Coordinate labeling data:
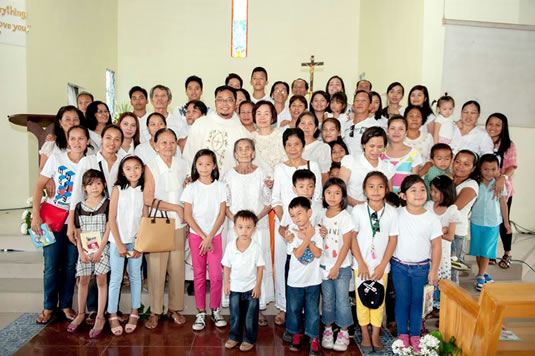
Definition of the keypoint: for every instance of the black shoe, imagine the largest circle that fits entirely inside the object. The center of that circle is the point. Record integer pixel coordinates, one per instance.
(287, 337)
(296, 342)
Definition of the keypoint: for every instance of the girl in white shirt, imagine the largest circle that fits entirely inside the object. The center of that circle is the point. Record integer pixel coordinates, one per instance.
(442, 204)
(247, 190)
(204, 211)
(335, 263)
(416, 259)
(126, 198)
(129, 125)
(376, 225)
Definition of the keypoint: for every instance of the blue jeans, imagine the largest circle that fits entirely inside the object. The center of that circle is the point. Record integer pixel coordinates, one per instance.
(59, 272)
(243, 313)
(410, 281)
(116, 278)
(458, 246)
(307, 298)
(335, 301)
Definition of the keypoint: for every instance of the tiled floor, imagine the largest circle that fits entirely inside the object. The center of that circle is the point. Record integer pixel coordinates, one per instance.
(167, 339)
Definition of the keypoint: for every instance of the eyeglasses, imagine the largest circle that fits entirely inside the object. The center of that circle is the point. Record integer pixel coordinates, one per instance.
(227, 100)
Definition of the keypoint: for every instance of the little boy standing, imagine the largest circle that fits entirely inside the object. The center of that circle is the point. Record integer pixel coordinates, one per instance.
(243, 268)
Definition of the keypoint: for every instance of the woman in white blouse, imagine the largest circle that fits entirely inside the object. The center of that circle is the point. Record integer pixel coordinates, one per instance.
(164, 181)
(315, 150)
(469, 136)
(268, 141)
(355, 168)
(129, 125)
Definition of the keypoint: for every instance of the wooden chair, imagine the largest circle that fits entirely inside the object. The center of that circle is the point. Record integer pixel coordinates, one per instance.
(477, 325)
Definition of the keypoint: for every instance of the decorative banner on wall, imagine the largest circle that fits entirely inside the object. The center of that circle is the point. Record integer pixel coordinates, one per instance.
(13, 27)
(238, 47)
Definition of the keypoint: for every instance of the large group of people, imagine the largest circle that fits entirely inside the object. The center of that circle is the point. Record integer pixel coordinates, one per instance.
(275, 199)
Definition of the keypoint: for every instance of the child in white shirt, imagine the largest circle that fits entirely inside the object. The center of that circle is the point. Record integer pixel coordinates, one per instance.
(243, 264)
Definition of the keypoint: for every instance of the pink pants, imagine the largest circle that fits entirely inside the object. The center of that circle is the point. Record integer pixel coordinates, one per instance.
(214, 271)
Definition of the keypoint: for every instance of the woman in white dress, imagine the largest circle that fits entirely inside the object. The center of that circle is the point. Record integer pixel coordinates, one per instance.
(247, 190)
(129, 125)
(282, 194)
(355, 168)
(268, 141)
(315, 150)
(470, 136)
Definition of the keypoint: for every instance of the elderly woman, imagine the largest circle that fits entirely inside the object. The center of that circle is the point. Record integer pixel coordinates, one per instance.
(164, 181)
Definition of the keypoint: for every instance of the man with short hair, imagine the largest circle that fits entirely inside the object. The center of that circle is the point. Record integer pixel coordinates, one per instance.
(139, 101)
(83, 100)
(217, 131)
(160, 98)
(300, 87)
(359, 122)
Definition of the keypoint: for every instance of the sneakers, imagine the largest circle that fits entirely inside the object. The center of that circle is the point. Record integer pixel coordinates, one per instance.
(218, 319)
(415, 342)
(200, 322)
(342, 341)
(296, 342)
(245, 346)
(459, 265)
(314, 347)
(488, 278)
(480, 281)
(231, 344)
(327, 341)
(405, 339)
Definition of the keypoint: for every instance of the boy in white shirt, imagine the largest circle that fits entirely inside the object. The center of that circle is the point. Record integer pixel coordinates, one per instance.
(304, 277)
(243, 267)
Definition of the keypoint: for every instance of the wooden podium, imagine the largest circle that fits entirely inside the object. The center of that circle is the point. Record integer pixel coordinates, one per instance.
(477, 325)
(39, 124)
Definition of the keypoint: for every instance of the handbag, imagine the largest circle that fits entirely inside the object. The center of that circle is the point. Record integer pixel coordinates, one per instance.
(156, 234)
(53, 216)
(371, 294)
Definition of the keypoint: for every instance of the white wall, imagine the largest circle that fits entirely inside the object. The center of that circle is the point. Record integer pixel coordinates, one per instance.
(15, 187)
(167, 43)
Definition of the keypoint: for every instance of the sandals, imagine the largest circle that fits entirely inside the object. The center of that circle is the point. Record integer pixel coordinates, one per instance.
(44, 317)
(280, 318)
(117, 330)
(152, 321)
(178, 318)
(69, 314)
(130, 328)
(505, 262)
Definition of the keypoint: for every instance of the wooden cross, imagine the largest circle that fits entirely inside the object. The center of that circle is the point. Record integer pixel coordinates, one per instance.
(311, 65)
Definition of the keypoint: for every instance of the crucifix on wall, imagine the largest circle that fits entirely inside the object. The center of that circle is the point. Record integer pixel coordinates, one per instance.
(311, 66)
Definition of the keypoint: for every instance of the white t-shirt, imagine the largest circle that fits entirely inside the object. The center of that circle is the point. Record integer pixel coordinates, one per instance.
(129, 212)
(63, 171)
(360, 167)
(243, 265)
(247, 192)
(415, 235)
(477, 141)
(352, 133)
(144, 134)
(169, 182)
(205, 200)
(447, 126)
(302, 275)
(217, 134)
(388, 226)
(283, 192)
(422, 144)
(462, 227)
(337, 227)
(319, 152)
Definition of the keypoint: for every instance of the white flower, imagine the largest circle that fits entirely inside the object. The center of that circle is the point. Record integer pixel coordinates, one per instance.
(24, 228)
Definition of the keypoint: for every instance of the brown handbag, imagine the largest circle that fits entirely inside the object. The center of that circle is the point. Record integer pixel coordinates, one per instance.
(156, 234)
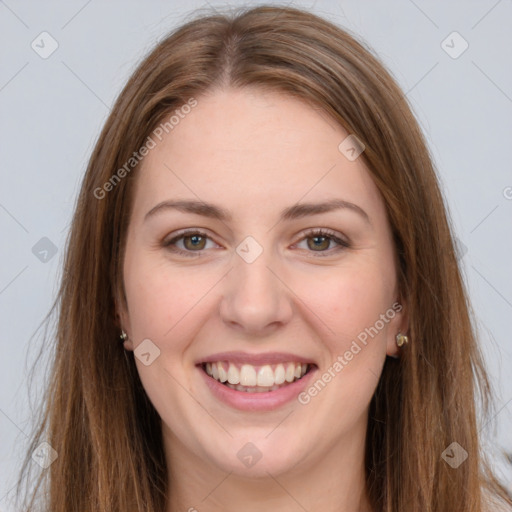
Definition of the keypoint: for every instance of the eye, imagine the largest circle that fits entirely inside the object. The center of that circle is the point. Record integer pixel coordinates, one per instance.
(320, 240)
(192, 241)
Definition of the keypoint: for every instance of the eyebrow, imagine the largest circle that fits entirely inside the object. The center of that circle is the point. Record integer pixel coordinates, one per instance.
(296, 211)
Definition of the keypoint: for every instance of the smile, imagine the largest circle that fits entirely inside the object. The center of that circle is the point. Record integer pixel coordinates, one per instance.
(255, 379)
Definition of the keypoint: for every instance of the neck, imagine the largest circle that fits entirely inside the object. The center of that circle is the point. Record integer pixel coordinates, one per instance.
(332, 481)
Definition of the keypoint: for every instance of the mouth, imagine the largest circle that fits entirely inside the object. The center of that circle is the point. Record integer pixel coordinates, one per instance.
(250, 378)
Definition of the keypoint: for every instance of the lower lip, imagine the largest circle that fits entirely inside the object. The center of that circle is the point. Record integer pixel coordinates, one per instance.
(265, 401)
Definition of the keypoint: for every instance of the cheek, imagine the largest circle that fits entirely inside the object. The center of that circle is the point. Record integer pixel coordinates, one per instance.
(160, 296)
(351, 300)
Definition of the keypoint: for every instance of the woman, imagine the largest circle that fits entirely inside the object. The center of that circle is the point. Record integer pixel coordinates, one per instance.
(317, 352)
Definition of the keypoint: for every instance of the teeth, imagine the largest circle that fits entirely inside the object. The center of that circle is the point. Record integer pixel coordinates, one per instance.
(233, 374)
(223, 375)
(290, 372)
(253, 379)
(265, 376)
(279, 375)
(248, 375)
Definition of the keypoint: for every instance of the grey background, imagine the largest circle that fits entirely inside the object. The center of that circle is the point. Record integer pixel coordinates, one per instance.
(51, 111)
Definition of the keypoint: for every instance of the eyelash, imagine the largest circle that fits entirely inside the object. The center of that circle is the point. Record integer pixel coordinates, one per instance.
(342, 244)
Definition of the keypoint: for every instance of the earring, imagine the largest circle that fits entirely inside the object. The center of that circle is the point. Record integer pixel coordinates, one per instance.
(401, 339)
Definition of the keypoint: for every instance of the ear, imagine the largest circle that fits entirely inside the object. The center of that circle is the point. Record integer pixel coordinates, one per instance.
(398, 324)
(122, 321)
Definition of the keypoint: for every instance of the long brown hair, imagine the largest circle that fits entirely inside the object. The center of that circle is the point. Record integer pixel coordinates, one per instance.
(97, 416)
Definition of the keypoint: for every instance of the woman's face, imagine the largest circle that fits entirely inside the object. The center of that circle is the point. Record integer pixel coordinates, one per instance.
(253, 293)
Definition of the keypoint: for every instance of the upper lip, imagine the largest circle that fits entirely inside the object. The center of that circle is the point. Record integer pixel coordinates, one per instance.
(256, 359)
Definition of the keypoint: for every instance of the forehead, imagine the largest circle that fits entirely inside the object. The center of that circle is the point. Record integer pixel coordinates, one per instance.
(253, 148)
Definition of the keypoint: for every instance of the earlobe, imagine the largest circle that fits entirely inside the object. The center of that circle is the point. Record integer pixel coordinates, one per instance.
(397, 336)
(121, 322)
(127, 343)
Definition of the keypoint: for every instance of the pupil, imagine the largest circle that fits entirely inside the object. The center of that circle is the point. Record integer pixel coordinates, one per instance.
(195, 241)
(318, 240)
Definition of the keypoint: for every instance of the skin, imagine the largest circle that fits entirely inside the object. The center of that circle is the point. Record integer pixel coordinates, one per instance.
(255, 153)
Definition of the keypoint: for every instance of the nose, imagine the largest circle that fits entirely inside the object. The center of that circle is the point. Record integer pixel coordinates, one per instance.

=== WRITTEN EXERCISE ===
Copy out exactly the lines from the line with "the pupil, imagine" to the end of the listing, including both of those lines, and give nothing else.

=== EXERCISE RESPONSE ===
Definition of the keypoint: for every instance of the pupil, imagine the largest circle that fits entirely inside the object. The center of that circle is the point. Record integer pixel coordinates, one per instance.
(195, 241)
(318, 240)
Definition of the keypoint: for every instance of the skin, imagine the largest circle that fits entirely inside the object. The center of that circle is the point. Record integer pixel coordinates, one per instance.
(255, 153)
Definition of the keypoint: for every instance of the nose, imagine the largest circle that fits entirely inside the object. The center of that circle is the point. Record integer pixel coordinates, one per instance.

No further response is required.